わがマチの1次産業や観光の魅力をお伝えします。今回は「あなたがイメージする北海道の自然に出会えるまち」足寄町です。渡辺俊一町長にお聞きしました。
DATA
【人口】6,699人(R2年10月30日現在)
【世帯】3,474世帯(同上)
足寄町役場
〒089-3797 北海道足寄郡足寄町北1条4丁目48番地1
TEL:(0156)25-2141
足寄町長 渡辺 俊一 氏
管内屈指の林業・木材産業が盛んなマチですね!
わがマチの面積は広く、約1408㎢あります。以前市町村では日本一の広さを誇っていましたが、平成の大合併後は、全国で6番目の広さになりました。しかし、町村のみで比べればまだ日本一の広さです。
マチの面積の82%が森林で、55%が国有林となっていますので、昔から林業や木材産業が盛んです。私が小さい頃は、木工場がたくさんあって、大きな丸太の上で遊んだ記憶があります。

- [リスト抜粋]
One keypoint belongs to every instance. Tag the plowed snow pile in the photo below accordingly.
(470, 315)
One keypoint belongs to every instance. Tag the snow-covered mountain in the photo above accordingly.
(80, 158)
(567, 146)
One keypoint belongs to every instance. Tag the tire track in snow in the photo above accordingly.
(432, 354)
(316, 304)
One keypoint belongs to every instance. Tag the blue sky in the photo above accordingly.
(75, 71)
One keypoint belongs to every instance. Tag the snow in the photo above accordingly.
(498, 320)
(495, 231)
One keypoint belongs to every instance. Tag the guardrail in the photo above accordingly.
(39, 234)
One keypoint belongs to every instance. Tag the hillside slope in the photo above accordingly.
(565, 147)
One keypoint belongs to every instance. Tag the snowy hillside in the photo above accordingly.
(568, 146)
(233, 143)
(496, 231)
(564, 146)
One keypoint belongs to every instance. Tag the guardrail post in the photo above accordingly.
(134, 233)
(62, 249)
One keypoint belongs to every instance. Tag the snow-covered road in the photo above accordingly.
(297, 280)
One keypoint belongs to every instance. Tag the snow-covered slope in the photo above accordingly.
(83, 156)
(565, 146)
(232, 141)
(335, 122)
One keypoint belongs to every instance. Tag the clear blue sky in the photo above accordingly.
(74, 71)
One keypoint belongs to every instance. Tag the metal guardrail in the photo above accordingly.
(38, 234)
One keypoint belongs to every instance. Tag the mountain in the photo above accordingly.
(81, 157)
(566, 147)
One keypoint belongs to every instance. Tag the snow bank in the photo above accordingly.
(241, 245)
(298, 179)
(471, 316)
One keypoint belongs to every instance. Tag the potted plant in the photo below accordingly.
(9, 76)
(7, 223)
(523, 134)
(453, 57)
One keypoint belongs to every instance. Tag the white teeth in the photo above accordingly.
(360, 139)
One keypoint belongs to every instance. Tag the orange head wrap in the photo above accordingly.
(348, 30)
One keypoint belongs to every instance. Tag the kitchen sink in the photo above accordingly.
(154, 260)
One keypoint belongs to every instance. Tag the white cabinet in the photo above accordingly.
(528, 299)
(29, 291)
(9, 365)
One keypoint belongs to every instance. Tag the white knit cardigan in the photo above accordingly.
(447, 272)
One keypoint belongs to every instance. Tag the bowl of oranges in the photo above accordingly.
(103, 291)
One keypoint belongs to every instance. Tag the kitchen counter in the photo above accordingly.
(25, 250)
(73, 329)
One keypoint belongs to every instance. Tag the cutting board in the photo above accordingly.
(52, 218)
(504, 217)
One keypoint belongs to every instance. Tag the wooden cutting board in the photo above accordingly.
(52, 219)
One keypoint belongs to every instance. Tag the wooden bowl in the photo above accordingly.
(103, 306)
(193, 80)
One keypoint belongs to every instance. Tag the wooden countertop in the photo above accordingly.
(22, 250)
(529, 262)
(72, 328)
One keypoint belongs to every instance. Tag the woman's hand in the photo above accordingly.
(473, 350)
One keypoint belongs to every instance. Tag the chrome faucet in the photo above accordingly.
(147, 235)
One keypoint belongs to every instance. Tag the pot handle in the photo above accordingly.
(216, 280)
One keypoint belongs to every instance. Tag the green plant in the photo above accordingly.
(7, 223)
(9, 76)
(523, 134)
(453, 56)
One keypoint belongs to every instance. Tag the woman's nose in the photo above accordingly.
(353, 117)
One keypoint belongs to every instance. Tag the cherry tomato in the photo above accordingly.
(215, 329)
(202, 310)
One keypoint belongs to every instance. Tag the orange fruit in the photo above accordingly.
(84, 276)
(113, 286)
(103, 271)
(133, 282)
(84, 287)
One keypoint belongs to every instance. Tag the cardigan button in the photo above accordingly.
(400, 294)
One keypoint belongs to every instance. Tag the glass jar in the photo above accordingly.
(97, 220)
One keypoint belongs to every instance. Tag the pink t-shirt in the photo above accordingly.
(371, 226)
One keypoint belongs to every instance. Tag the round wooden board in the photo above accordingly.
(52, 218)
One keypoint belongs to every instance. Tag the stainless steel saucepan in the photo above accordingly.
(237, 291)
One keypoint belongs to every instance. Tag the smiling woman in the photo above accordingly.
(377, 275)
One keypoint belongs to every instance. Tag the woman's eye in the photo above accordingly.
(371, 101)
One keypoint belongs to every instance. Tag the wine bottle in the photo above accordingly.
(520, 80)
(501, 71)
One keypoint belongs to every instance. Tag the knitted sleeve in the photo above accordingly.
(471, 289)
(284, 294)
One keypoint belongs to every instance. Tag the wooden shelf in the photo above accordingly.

- [練習課題]
**a)** 足寄町の紹介文のうち、「わがマチの1次産業や観光の魅」を含む語句で始まり「の上で遊んだ記憶があります。」で終わる部分について、「マチ」を「町」に更新したうえで改めて示してください。
**b)** 足寄町の紹介文の続きを書いてください。

- [解答]
**a)**
わが町の1次産業や観光の魅力をお伝えします。今回は「あなたがイメージする北海道の自然に出会えるまち」足寄町です。渡辺俊一町長にお聞きしました。
DATA
【人口】6,699人(R2年10月30日現在)
【世帯】3,474世帯(同上)
足寄町役場
〒089-3797 北海道足寄郡足寄町北1条4丁目48番地1
TEL:(0156)25-2141
足寄町長 渡辺 俊一 氏
管内屈指の林業・木材産業が盛んな町ですね!
わが町の面積は広く、約1408㎢あります。以前市町村では日本一の広さを誇っていましたが、平成の大合併後は、全国で6番目の広さになりました。しかし、町村のみで比べればまだ日本一の広さです。
町の面積の82%が森林で、55%が国有林となっていますので、昔から林業や木材産業が盛んです。私が小さい頃は、木工場がたくさんあって、大きな丸太の上で遊んだ記憶があります。

**b)**
平成18年に新築した役場も町有林から伐り出した木材を利用して建てています。建築時にはたくさんの見学者を迎え入れて、大きな話題になりました。また、木質ペレットをつくり、ボイラーで燃焼させて、熱供給を行っています。芽登(めとう)という地区の廃校になった中学校をペレット工場にして、役場や消防署、高齢者等複合施設、子どもセンター、認定こども園どんぐりなどに、熱を供給しています。
そして、わがマチは昨年開校した北の森カレッジの実習の場にもなっています。林業就業者が高齢化し、若い人たちがなかなか就業してくれない現状を、大きく変える起爆剤になってくれるものと期待しています。
私の子ども時代の賑わいには劣りますが、林業や木材産業が、わがマチの重要な基幹産業であることには変わりありません。
町有林を利用して建てた役場
農産物は北海道遺産に認定されている螺湾(らわん)ブキが有名ですね!
北海道遺産に認定されてから知名度が上がり、足寄町といえば螺湾ブキと言っていただけるような特産品になりました。生ブキで販売されるのは、6月上旬から6月下旬までの約1カ月間ぐらい。それ以降は、JAの山菜工場で加工され、いろいろな特産品として販売されています。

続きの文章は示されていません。